### WHAT THE TASK ASKS
Below are the records; copy each line in them that holds the word "section".
*** Opening of INFORMATION PROVIDED ***
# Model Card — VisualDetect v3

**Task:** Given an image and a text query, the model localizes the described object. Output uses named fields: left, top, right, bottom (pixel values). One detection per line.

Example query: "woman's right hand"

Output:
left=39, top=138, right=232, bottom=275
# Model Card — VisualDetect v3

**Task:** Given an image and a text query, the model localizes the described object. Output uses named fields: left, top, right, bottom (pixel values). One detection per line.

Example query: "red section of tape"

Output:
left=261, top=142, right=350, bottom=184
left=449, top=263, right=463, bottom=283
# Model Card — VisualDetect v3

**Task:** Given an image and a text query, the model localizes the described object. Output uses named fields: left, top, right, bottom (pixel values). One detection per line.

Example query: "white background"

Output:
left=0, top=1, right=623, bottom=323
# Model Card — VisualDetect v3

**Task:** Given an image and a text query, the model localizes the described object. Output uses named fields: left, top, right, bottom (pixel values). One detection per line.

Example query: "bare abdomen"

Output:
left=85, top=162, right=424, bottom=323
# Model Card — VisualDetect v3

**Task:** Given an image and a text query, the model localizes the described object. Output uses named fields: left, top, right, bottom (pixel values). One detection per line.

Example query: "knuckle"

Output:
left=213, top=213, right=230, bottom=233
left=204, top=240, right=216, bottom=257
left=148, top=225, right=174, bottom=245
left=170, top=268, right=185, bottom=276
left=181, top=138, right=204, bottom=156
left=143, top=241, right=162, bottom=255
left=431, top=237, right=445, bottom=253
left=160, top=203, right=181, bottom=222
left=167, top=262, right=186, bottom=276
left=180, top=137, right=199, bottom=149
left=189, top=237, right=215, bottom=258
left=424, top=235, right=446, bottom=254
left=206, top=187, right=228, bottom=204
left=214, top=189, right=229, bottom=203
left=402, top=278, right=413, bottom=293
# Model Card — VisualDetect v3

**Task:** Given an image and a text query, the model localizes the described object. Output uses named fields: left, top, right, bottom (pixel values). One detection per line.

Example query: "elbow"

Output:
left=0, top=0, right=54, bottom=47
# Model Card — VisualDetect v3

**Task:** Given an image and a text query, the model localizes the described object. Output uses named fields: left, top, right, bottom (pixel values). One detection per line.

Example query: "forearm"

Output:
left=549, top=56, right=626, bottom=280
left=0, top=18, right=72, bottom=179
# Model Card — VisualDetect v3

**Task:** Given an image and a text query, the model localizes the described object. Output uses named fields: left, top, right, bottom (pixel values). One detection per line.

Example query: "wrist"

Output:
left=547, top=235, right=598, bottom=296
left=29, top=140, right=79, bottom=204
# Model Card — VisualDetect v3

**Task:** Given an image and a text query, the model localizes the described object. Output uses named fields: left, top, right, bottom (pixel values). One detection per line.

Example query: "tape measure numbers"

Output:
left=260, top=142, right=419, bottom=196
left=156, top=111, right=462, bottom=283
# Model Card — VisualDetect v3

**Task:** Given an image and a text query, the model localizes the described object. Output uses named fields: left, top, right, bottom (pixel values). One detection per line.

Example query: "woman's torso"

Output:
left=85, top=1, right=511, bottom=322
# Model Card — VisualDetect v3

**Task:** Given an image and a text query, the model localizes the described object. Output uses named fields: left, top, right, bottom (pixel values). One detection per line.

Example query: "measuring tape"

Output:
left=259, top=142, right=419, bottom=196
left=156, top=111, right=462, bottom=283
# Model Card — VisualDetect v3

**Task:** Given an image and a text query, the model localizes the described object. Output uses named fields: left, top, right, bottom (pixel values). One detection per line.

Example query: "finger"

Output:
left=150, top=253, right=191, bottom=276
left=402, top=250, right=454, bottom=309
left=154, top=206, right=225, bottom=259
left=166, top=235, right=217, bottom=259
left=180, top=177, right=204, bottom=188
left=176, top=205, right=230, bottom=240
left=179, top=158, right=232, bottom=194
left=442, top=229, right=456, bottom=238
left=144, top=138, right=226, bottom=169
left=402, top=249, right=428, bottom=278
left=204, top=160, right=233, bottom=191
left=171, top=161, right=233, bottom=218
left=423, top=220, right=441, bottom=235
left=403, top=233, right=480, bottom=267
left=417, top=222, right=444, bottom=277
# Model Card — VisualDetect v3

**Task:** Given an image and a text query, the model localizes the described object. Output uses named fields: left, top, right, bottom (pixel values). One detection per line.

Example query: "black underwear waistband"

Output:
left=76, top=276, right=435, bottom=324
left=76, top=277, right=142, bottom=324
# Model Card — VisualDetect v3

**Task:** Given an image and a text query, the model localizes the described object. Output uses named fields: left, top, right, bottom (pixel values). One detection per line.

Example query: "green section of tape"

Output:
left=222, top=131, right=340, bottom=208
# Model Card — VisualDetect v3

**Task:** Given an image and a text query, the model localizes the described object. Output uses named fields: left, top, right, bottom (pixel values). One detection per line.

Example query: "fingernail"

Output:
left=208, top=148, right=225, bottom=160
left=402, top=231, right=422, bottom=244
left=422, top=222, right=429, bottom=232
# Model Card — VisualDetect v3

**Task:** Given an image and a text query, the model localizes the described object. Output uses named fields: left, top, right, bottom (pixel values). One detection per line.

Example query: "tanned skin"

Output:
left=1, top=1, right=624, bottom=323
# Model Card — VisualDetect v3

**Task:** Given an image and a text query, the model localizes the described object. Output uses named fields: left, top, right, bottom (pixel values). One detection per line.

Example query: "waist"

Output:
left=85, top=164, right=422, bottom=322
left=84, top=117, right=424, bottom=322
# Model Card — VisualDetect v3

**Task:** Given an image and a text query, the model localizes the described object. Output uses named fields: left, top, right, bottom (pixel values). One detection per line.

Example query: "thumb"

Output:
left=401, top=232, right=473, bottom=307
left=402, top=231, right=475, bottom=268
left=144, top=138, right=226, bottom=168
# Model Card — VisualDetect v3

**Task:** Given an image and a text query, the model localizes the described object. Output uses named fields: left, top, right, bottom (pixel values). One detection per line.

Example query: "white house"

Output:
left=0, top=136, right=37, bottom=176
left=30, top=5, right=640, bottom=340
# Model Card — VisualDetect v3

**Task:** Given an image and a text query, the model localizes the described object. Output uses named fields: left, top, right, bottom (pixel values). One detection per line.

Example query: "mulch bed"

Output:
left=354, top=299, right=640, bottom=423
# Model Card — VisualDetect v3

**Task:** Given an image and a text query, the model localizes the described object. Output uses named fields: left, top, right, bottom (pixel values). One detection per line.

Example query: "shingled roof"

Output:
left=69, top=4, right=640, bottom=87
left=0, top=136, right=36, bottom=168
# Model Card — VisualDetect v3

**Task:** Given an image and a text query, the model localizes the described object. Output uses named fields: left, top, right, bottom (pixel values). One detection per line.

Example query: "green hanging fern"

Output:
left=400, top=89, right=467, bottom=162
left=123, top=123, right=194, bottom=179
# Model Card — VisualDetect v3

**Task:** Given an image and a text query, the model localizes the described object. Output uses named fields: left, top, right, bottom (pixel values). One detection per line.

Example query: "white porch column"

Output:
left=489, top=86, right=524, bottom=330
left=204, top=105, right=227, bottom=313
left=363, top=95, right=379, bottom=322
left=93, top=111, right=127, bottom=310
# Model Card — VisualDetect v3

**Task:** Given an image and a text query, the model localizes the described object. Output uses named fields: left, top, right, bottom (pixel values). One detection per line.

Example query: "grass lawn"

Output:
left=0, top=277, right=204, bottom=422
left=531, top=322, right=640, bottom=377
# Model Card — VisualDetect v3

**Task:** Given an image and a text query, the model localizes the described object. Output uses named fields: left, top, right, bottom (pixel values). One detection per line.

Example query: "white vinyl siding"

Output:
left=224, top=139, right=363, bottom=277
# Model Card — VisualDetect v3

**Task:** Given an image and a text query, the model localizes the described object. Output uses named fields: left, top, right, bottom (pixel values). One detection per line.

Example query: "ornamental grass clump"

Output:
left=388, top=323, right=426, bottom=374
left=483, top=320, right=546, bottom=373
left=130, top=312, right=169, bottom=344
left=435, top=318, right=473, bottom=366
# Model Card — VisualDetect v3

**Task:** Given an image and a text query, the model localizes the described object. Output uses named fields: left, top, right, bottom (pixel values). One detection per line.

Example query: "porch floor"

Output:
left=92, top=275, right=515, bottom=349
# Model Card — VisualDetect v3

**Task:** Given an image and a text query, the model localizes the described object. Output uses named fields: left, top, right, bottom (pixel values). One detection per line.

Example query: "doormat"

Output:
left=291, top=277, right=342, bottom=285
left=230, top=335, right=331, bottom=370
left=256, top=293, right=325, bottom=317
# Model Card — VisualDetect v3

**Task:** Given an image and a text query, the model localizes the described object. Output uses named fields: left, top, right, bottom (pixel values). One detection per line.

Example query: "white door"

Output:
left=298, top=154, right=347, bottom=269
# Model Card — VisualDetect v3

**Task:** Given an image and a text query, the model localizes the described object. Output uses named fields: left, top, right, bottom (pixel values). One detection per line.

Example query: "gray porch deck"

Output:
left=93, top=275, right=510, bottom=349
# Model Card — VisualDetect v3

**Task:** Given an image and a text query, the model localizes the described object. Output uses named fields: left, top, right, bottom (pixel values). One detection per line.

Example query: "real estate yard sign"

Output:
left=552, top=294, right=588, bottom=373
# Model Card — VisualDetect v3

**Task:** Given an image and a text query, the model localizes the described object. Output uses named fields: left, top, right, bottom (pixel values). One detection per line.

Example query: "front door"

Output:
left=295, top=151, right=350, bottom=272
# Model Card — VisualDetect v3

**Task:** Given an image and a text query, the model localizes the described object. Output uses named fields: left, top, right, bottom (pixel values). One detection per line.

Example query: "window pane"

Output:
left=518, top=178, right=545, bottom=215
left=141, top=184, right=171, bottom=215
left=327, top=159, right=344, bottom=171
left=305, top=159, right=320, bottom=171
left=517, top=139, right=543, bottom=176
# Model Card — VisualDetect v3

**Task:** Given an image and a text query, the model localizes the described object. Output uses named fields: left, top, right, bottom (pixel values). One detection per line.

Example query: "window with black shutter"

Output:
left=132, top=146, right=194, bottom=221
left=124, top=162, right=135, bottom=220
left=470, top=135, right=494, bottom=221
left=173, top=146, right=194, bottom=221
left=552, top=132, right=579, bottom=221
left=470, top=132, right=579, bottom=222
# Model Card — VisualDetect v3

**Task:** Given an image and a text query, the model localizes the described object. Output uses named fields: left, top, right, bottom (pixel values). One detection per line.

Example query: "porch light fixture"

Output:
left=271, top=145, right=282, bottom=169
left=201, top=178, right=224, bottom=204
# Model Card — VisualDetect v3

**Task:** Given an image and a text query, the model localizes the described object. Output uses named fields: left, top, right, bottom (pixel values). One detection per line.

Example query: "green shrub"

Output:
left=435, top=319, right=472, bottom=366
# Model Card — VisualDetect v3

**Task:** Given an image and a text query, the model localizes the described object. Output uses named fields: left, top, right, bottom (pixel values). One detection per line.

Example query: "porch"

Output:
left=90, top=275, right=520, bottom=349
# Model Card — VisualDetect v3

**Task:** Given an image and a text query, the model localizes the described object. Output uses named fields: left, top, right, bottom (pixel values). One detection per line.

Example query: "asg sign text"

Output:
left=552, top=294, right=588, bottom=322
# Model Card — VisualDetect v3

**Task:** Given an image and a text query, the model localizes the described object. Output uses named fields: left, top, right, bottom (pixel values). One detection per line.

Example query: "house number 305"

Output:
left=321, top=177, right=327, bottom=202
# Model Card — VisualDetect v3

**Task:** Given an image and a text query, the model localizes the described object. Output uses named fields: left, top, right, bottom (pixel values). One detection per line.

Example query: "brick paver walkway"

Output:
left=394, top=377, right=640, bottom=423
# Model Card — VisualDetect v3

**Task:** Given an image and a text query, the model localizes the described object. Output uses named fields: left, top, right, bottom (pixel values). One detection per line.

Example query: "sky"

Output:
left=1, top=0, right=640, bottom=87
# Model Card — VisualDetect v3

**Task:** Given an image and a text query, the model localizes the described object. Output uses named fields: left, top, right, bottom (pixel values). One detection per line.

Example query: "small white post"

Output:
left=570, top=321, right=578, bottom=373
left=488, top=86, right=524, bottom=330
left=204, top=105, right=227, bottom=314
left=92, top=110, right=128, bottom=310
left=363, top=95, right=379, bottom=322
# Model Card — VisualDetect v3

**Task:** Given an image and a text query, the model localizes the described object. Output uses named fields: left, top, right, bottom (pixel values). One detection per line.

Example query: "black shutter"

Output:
*** Close of INFORMATION PROVIDED ***
### TASK RESULT
Example query: "red section of tape"
Example query: "green section of tape"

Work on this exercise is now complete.